Research talk:Autoconfirmed article creation trial/Work log/2018-02-24

From Meta, a Wikimedia project coordination wiki

Saturday, February 24, 2018[edit]

Today I'll focus on analyzing H22 using our dataset of AfC submissions predictions. If time allows, I'll gather data for H21.

H22: The quality of articles entering the AfC queue will be unchanged.[edit]

We have gathered predictions from ORES' draft quality and article quality models for all revisions submitted to AfC from the Draft namespace. Based on our analysis of H16 and H17 (see the February 20 and February 21 work logs, respectively), we utilize our processed dataset of submissions submitted between July 1, 2014 and November 30, 2017, where the submission appears to have been reviewed.

***

List every hypothesis label (of the form H followed by a number) that the work log above mentions.

Dataset excerpt>

***

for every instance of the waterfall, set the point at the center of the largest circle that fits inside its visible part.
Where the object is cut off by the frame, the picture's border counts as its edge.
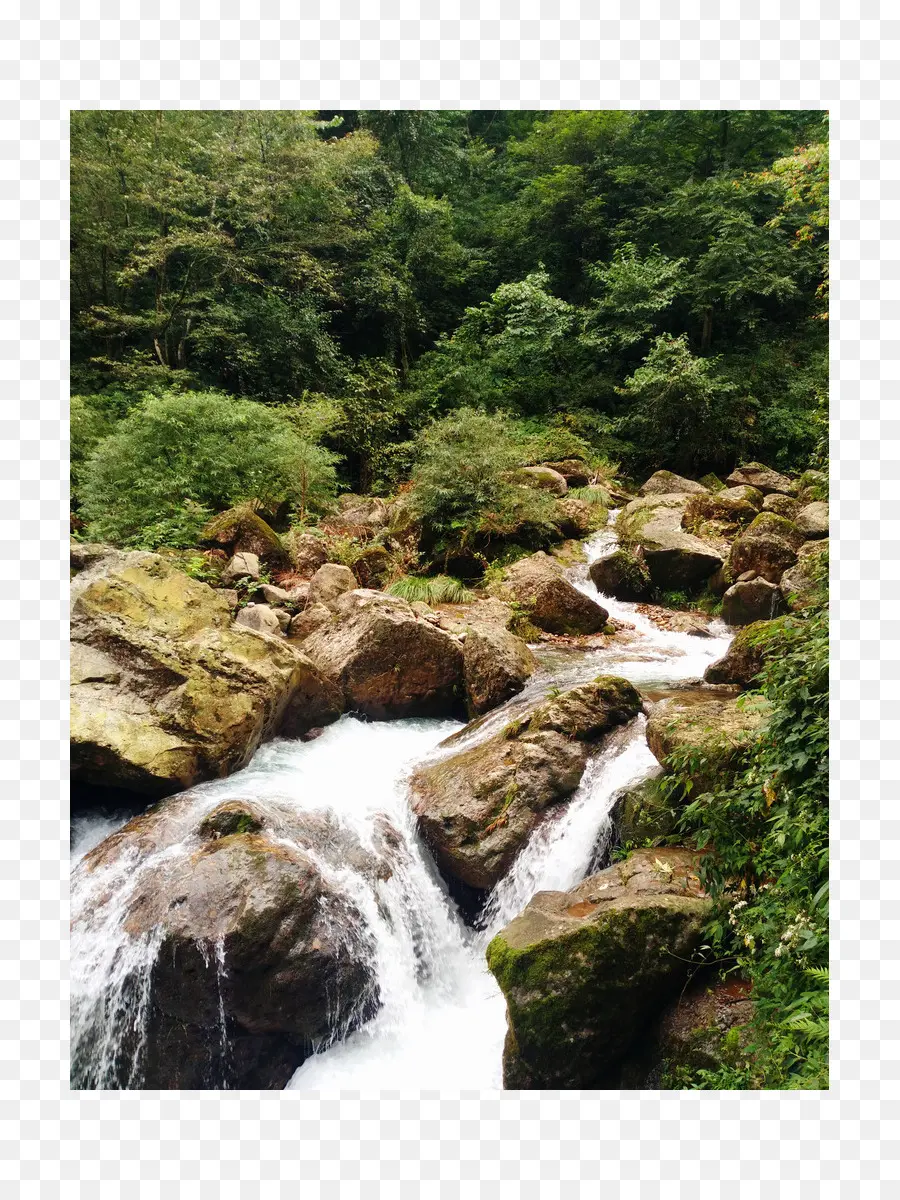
(441, 1019)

***

Result for this exercise>
H22, H21, H16, H17